Text block »

Our parish is blessed by a marvelous young priest: wholesome, athletic, energetic, highly intelligent, and deeply spiritual. Young and healthy, he told me he would gladly don the correct PPE and go into the hospitals and nursing homes and all the battle zones, exercising his priestly mission, always using correct protective protocols. He was a baseball player; he wants to get his glove and get in the game! He is being restrained by a policy of timidity.

Perhaps the decision to lock down the Church was appropriate for a few weeks at the start of this pandemic, to bend the curve and highlight the gravity. But the time of caution is now past. In an atmosphere of pervasive anxiety panic, we do not need our Church to be timid, defensive, passive, isolated. It is a time for boldness, vigor, magnanimity, resoluteness, confidence. Let our priests, especially the young and the healthy, stand with Aragon at Black Gate:

"There may come a day when the shepherds abandon their flock and shelter in place in their rectories; when churches are locked; when the sacraments are banned; when the sick, the dying and the sinful are without the sacraments! But this is NOT that day!"

Entries drawn from a collection:
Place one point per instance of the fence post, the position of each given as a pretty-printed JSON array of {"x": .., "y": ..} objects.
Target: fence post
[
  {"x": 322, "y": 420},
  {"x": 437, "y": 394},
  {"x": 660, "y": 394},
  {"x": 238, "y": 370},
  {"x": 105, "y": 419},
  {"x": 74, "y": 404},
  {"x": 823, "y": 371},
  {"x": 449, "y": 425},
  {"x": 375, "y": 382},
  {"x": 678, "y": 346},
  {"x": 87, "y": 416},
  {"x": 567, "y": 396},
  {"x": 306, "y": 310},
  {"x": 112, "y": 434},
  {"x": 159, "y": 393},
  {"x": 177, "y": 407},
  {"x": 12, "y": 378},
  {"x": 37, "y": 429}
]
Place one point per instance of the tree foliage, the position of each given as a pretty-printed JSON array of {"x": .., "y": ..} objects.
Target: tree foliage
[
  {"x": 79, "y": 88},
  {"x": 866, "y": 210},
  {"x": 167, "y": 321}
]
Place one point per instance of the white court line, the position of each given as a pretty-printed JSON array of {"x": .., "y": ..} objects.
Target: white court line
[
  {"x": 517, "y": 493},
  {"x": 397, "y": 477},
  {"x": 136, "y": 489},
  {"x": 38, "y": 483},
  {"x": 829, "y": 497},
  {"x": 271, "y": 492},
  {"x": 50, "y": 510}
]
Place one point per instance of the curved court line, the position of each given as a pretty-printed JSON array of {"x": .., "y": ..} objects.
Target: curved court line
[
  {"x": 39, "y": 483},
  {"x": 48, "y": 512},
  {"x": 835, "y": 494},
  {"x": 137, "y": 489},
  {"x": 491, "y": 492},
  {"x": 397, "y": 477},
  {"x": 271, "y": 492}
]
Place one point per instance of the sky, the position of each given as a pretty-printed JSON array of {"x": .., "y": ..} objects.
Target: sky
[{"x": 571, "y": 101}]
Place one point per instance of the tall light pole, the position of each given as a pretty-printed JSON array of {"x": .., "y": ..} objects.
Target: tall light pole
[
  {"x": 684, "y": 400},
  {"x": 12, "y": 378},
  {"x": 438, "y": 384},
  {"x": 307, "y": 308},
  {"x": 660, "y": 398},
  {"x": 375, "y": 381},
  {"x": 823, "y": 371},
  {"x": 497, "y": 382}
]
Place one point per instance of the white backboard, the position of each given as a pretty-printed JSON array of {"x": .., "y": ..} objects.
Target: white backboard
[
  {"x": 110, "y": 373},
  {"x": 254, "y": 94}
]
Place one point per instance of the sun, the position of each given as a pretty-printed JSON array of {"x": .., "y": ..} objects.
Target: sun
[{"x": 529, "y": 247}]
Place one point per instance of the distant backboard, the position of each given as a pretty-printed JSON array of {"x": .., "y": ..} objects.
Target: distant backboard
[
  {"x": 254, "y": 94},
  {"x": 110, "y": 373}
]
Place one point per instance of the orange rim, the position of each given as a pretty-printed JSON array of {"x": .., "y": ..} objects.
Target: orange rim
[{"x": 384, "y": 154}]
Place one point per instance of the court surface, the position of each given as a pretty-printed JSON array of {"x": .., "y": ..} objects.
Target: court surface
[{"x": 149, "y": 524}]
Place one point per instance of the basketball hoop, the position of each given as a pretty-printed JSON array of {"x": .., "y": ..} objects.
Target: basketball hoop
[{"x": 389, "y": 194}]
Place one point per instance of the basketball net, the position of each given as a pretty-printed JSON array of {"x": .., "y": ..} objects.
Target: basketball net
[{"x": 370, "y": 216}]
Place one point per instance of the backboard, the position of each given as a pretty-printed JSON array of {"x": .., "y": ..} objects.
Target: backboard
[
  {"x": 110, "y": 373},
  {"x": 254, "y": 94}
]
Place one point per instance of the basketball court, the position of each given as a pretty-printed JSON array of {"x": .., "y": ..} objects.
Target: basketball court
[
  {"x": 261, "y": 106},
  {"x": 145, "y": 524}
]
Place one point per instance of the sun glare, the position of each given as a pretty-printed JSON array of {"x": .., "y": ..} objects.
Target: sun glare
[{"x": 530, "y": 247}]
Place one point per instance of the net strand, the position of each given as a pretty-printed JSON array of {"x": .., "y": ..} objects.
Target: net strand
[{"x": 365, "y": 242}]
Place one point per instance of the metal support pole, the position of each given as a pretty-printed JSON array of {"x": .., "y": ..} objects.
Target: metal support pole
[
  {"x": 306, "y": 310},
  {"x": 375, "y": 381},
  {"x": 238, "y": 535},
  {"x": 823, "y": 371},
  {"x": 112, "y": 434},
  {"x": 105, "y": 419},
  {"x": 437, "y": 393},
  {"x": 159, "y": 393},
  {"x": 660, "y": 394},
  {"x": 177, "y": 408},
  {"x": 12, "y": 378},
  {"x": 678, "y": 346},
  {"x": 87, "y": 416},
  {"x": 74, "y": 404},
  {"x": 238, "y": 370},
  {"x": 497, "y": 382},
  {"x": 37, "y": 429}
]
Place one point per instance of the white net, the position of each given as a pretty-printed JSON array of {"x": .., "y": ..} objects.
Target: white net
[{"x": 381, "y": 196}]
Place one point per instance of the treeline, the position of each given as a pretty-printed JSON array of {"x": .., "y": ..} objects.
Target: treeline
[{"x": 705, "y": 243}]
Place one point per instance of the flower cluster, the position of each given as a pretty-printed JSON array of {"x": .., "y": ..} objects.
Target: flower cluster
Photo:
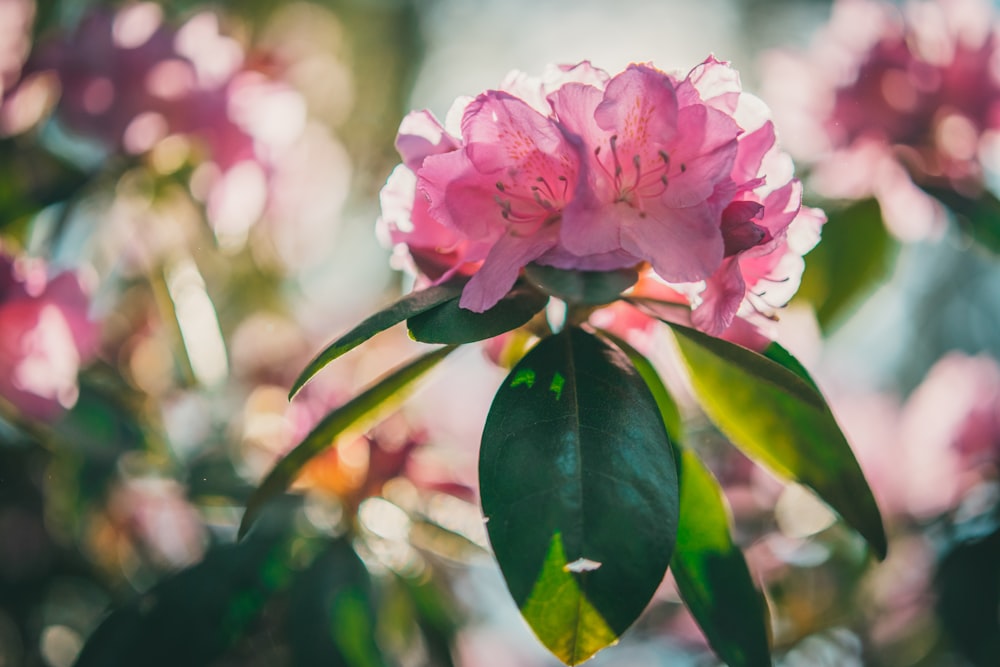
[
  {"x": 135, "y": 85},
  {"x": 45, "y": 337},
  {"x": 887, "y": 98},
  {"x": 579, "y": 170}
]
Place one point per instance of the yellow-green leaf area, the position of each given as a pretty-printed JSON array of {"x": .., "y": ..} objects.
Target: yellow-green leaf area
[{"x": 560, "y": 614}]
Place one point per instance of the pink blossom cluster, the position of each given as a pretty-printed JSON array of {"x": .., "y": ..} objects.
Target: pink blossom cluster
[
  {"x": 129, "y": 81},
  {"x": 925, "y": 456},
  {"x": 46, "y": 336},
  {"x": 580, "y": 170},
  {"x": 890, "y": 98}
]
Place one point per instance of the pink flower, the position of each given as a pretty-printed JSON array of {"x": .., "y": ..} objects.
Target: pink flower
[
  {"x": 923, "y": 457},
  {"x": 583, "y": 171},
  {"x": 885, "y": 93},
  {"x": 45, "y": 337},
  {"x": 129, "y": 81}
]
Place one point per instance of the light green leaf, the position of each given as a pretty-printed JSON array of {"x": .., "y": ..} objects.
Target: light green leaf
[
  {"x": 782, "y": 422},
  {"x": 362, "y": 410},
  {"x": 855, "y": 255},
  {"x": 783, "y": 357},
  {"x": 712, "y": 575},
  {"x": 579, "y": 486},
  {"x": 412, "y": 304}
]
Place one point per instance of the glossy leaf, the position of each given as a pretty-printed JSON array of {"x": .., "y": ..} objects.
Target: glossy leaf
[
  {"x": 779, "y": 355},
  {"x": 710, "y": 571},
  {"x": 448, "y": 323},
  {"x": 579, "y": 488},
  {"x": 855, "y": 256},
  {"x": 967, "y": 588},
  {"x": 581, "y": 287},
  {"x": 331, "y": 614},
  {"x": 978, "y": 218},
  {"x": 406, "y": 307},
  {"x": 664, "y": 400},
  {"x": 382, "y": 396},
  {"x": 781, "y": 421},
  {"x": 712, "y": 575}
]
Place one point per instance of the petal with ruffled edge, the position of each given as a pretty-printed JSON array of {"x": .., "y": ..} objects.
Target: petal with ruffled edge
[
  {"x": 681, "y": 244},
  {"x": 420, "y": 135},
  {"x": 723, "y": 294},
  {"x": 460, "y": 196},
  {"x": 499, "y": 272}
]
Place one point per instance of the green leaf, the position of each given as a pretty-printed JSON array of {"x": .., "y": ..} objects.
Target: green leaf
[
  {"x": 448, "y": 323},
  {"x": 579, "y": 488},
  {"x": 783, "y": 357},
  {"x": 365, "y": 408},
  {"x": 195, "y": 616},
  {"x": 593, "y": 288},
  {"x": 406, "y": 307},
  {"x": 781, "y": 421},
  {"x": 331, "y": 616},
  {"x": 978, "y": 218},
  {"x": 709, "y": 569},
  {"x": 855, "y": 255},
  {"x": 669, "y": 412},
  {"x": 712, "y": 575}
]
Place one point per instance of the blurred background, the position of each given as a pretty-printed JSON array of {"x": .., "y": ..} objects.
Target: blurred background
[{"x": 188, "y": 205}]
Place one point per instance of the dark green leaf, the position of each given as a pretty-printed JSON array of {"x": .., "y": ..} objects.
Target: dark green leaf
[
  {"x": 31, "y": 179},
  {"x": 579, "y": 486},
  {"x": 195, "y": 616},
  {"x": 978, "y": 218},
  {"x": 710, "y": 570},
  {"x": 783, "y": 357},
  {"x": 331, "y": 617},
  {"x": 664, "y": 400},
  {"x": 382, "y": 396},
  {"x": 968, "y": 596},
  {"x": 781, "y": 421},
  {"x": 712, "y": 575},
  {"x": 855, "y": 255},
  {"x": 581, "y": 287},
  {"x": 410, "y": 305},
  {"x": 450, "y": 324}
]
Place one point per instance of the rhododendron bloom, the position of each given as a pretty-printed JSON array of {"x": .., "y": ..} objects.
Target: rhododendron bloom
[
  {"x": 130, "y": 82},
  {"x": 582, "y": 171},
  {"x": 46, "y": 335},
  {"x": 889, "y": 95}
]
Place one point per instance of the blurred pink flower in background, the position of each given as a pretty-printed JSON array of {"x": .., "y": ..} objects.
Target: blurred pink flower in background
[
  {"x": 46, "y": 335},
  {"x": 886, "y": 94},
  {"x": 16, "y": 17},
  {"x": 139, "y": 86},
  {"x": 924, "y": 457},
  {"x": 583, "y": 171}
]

* * *

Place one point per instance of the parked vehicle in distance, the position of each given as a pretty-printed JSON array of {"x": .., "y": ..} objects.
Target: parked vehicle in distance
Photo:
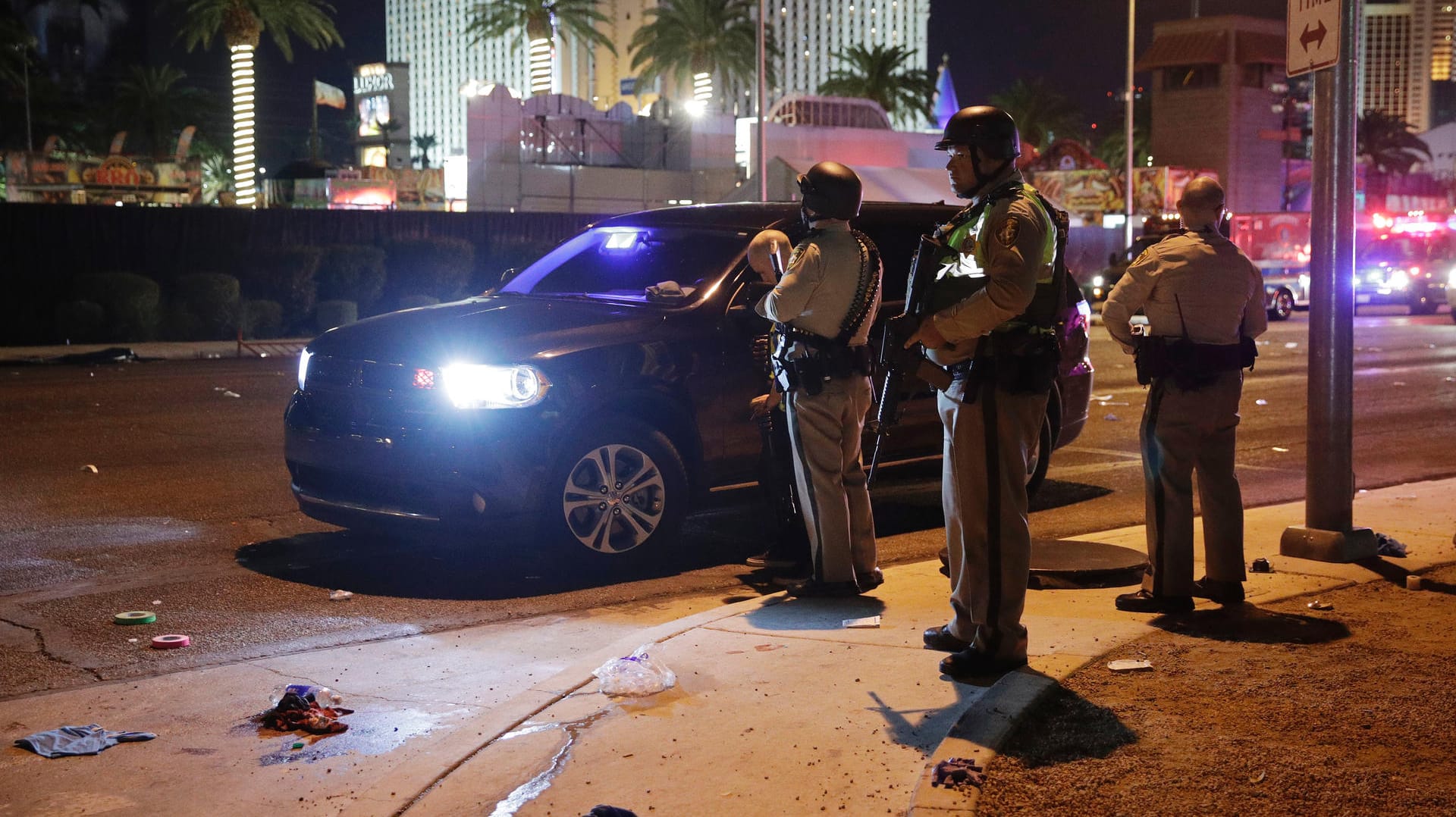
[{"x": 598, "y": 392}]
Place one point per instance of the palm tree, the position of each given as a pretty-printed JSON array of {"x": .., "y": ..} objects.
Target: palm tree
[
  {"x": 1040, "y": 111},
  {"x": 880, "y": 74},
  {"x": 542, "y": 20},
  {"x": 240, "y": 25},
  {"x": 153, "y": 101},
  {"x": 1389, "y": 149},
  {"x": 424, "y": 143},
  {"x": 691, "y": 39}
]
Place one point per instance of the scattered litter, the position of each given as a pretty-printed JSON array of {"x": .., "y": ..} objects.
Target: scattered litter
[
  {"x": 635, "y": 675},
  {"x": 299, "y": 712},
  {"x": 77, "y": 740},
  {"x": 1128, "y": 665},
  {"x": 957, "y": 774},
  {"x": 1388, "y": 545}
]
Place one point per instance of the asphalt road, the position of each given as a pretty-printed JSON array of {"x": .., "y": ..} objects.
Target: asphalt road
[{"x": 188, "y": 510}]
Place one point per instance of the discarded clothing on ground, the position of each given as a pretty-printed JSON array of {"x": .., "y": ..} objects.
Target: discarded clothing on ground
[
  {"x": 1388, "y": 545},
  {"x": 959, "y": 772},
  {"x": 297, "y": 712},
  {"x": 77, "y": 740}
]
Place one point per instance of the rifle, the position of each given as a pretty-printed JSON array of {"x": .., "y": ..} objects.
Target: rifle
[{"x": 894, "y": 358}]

--

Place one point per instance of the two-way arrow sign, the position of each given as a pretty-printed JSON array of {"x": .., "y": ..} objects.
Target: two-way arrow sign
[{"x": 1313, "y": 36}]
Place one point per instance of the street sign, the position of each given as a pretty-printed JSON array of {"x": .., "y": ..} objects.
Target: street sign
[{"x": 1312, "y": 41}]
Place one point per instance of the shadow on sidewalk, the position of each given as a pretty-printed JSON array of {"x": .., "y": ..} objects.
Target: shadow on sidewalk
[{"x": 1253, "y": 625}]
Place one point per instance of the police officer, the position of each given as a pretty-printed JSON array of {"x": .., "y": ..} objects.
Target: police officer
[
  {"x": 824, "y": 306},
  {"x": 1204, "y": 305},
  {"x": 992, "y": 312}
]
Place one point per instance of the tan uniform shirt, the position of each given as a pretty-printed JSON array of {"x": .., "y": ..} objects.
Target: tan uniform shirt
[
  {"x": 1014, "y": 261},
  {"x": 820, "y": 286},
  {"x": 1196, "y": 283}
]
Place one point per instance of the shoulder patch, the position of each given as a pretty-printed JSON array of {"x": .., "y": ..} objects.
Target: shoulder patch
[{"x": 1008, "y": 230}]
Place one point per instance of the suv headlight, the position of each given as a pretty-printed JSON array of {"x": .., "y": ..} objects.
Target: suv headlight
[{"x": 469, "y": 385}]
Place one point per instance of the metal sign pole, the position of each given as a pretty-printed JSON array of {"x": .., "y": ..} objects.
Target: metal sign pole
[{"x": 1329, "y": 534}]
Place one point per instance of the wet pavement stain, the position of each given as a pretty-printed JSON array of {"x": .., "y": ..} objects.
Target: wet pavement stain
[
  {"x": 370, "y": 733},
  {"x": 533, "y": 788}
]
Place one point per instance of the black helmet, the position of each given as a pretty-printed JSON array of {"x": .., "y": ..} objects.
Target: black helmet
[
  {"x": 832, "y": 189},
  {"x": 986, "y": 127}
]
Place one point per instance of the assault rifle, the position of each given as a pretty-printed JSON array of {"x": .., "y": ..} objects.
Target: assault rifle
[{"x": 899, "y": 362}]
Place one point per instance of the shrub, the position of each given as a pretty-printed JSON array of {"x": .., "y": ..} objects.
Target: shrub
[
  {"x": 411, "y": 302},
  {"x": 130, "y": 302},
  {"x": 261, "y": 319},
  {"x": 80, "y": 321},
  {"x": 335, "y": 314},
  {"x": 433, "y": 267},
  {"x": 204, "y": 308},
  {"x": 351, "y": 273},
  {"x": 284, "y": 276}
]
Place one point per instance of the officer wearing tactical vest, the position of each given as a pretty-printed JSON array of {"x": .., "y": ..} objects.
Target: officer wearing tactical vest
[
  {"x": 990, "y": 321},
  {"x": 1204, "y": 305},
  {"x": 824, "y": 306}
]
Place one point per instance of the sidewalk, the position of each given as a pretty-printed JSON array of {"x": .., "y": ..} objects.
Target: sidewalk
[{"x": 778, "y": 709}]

Problem 1 » Reproduce the passage on the young parish priest above word for word, starting with "Our parish is" and going on through "policy of timidity.".
Problem 2 » In the passage on the young parish priest, what sport did the priest once play?

Answer space 1 »
Our parish is blessed by a marvelous young priest: wholesome, athletic, energetic, highly intelligent, and deeply spiritual. Young and healthy, he told me he would gladly don the correct PPE and go into the hospitals and nursing homes and all the battle zones, exercising his priestly mission, always using correct protective protocols. He was a baseball player; he wants to get his glove and get in the game! He is being restrained by a policy of timidity.

Answer space 2 » Baseball.